Aim of the exercise — Reproduce the portion of the records that begins with the line containing "Target: front tire" and runs through the end of the records, substituting "rear tire" for "front tire" and leaving everything else unchanged.

....

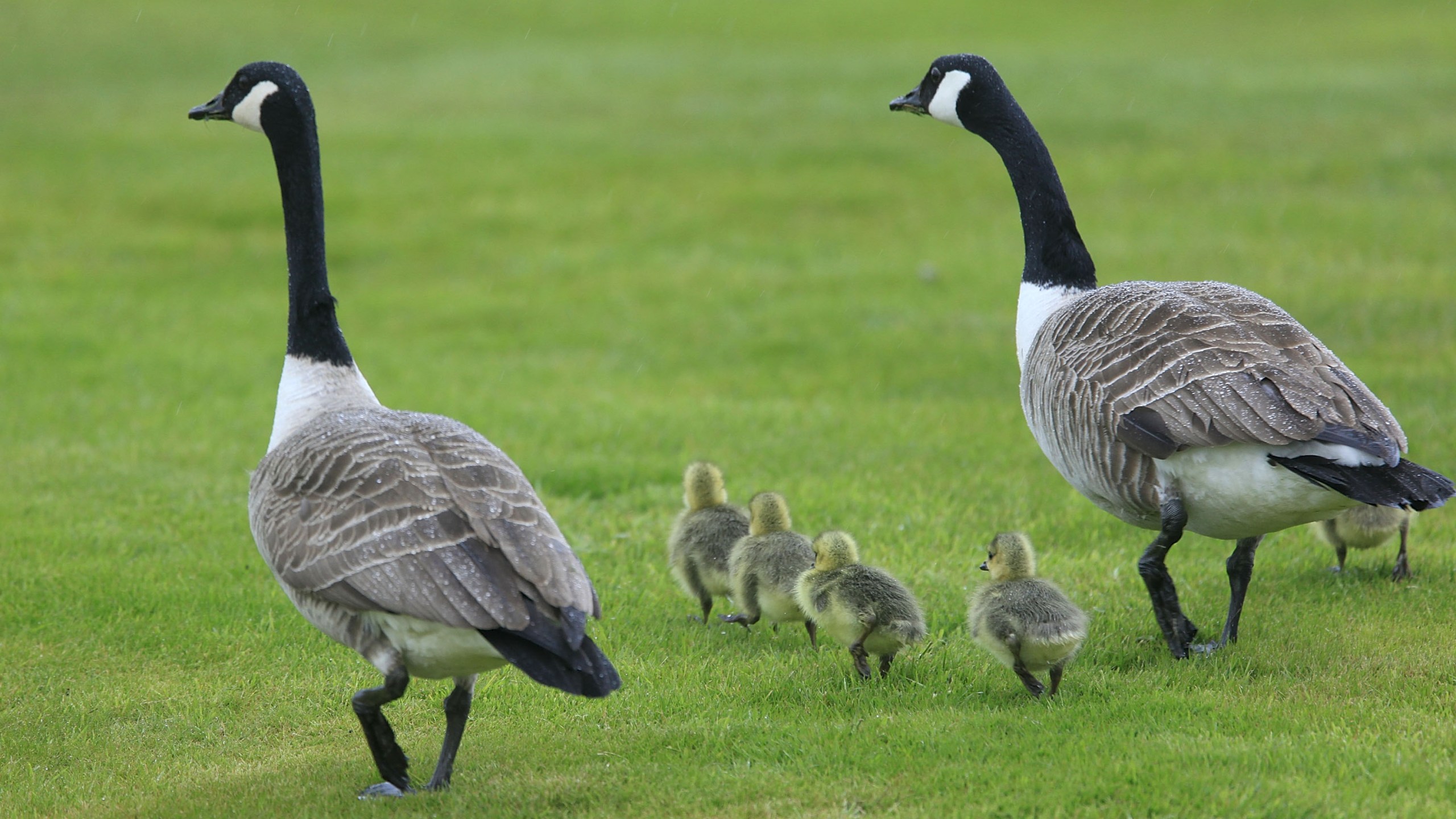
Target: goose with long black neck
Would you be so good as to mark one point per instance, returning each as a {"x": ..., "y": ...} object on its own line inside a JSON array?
[
  {"x": 1176, "y": 406},
  {"x": 405, "y": 537}
]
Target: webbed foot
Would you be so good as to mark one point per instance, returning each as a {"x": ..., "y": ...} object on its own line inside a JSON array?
[{"x": 383, "y": 791}]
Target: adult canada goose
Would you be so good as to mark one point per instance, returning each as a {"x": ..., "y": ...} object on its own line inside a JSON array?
[
  {"x": 405, "y": 537},
  {"x": 704, "y": 535},
  {"x": 1024, "y": 621},
  {"x": 766, "y": 566},
  {"x": 861, "y": 607},
  {"x": 1174, "y": 404},
  {"x": 1366, "y": 528}
]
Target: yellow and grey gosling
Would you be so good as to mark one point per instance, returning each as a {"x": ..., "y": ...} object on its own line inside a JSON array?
[
  {"x": 704, "y": 535},
  {"x": 765, "y": 568},
  {"x": 1365, "y": 528},
  {"x": 1025, "y": 623},
  {"x": 858, "y": 605}
]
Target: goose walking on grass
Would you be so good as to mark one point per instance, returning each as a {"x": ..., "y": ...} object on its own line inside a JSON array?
[
  {"x": 405, "y": 537},
  {"x": 1174, "y": 404}
]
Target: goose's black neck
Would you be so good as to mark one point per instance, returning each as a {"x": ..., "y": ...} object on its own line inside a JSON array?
[
  {"x": 1056, "y": 255},
  {"x": 313, "y": 330}
]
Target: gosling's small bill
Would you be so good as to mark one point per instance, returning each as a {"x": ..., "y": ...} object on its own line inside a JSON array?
[
  {"x": 1366, "y": 528},
  {"x": 765, "y": 568},
  {"x": 704, "y": 535},
  {"x": 1025, "y": 623},
  {"x": 861, "y": 607}
]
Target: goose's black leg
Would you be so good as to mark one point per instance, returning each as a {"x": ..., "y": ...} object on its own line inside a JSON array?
[
  {"x": 458, "y": 710},
  {"x": 1241, "y": 568},
  {"x": 1056, "y": 680},
  {"x": 1177, "y": 628},
  {"x": 389, "y": 758},
  {"x": 1403, "y": 570}
]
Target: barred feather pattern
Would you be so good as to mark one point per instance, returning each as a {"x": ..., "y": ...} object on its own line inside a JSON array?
[
  {"x": 410, "y": 514},
  {"x": 1215, "y": 362}
]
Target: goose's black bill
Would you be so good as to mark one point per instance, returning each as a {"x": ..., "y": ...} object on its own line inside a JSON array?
[
  {"x": 212, "y": 110},
  {"x": 909, "y": 102}
]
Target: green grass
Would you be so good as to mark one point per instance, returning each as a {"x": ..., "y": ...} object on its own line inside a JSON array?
[{"x": 615, "y": 239}]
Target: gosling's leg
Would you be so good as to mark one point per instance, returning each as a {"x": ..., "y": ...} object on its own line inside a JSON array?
[
  {"x": 861, "y": 656},
  {"x": 458, "y": 710},
  {"x": 1239, "y": 568},
  {"x": 389, "y": 758},
  {"x": 705, "y": 599},
  {"x": 1177, "y": 628},
  {"x": 1403, "y": 569},
  {"x": 740, "y": 618},
  {"x": 1031, "y": 682},
  {"x": 749, "y": 604}
]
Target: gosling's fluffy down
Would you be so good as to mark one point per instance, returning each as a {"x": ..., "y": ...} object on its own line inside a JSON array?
[
  {"x": 1365, "y": 528},
  {"x": 765, "y": 568},
  {"x": 1025, "y": 623},
  {"x": 858, "y": 605},
  {"x": 704, "y": 535}
]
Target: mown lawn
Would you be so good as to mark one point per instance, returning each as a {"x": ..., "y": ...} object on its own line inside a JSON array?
[{"x": 615, "y": 239}]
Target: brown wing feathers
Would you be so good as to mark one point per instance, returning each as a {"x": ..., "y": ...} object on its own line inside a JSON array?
[
  {"x": 1206, "y": 363},
  {"x": 414, "y": 515}
]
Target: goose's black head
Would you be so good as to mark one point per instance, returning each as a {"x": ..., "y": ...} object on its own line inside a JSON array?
[
  {"x": 261, "y": 97},
  {"x": 960, "y": 89}
]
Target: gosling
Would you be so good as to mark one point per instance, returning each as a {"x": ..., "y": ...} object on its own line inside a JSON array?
[
  {"x": 861, "y": 607},
  {"x": 704, "y": 535},
  {"x": 1365, "y": 528},
  {"x": 1028, "y": 624},
  {"x": 765, "y": 568}
]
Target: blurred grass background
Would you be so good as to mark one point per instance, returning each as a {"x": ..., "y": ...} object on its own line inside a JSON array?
[{"x": 615, "y": 238}]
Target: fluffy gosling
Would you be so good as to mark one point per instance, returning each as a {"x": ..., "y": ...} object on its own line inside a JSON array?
[
  {"x": 858, "y": 605},
  {"x": 1365, "y": 528},
  {"x": 765, "y": 568},
  {"x": 1028, "y": 624},
  {"x": 704, "y": 535}
]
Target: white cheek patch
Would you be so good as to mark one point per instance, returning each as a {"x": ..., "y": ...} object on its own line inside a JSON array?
[
  {"x": 942, "y": 107},
  {"x": 250, "y": 111}
]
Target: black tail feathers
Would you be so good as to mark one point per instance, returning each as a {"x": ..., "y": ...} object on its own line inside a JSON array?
[
  {"x": 1404, "y": 484},
  {"x": 557, "y": 653}
]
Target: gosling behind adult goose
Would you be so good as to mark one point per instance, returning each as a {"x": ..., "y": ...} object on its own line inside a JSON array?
[
  {"x": 704, "y": 534},
  {"x": 1366, "y": 528},
  {"x": 405, "y": 537},
  {"x": 765, "y": 568},
  {"x": 1174, "y": 406},
  {"x": 1024, "y": 621}
]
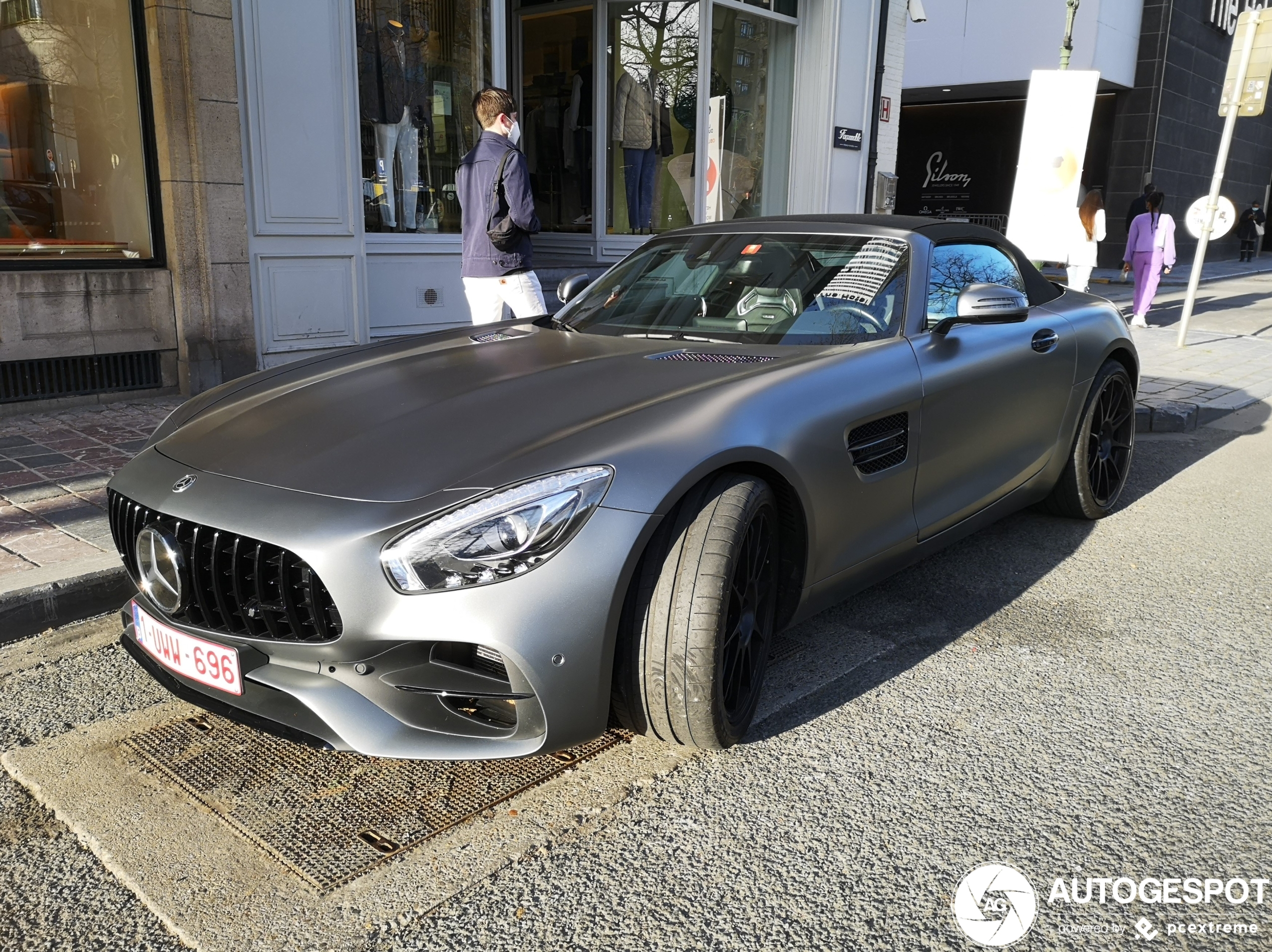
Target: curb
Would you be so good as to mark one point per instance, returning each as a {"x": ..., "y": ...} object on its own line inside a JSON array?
[{"x": 26, "y": 612}]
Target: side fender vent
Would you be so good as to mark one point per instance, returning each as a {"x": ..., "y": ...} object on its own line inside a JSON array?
[
  {"x": 708, "y": 357},
  {"x": 879, "y": 444}
]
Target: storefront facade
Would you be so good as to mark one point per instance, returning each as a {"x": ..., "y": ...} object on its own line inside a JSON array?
[
  {"x": 197, "y": 191},
  {"x": 1162, "y": 65}
]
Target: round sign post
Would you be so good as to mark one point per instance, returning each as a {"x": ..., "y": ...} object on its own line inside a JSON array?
[{"x": 1225, "y": 216}]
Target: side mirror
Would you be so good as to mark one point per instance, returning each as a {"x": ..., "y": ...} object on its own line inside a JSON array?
[
  {"x": 986, "y": 304},
  {"x": 570, "y": 288}
]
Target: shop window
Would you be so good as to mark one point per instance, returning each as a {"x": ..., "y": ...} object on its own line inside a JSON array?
[
  {"x": 653, "y": 83},
  {"x": 557, "y": 111},
  {"x": 750, "y": 119},
  {"x": 420, "y": 63},
  {"x": 73, "y": 164}
]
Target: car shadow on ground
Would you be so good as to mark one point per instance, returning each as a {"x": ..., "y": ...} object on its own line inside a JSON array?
[{"x": 896, "y": 625}]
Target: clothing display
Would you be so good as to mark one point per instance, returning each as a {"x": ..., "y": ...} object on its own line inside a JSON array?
[
  {"x": 640, "y": 167},
  {"x": 489, "y": 295},
  {"x": 401, "y": 139}
]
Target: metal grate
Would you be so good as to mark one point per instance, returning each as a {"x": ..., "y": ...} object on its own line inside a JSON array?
[
  {"x": 879, "y": 444},
  {"x": 70, "y": 376},
  {"x": 706, "y": 357},
  {"x": 333, "y": 816},
  {"x": 238, "y": 585}
]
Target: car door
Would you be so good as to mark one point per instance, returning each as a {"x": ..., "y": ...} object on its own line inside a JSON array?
[{"x": 994, "y": 394}]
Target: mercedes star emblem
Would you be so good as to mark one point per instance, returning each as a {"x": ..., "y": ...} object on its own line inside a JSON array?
[{"x": 162, "y": 567}]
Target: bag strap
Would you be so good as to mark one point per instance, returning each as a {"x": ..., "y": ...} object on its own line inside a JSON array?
[{"x": 495, "y": 185}]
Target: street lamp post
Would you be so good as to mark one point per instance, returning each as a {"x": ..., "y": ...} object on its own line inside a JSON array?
[{"x": 1066, "y": 48}]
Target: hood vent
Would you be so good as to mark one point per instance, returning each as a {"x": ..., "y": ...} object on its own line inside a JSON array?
[{"x": 709, "y": 357}]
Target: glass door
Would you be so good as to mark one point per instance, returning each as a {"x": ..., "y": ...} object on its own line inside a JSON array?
[{"x": 557, "y": 114}]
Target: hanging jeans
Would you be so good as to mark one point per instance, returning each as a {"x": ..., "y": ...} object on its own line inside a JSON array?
[
  {"x": 401, "y": 139},
  {"x": 639, "y": 167}
]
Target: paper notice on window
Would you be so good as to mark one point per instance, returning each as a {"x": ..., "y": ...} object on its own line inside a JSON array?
[{"x": 1050, "y": 170}]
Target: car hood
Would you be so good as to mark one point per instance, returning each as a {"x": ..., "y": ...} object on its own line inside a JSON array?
[{"x": 396, "y": 423}]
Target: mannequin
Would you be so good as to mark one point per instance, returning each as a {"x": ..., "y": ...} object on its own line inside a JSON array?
[
  {"x": 638, "y": 128},
  {"x": 394, "y": 92}
]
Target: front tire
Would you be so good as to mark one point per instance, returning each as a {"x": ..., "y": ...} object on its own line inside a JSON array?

....

Task output —
Target: rear tire
Would you be so good as to mark one point per instance, returning each as a {"x": ..., "y": ...} object on its own line inside a JSON array?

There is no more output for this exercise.